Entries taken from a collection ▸
= Beginning of Section =

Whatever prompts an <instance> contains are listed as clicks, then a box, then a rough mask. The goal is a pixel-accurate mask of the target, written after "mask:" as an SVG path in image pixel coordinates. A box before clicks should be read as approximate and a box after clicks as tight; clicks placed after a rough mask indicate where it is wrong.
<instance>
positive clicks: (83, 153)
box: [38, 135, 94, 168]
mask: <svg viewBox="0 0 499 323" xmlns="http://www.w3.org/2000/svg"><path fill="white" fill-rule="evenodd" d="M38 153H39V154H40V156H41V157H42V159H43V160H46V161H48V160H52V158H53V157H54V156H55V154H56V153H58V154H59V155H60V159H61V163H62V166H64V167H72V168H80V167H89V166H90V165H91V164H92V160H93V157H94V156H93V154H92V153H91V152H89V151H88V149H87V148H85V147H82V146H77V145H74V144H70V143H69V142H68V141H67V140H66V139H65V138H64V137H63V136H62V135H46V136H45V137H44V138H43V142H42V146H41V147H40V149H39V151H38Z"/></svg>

= End of Section =

WHAT YOU ARE ASKED TO DO ▸
Collect every line of the entries above that contains the string "instance", matching case exactly, and copy each of those lines in full.

REPLY ▸
Whatever prompts an <instance> contains are listed as clicks, then a box, then a rough mask. The goal is a pixel-accurate mask of the target, written after "mask:" as an SVG path in image pixel coordinates. A box before clicks should be read as approximate and a box after clicks as tight; clicks placed after a rough mask indicate where it is wrong.
<instance>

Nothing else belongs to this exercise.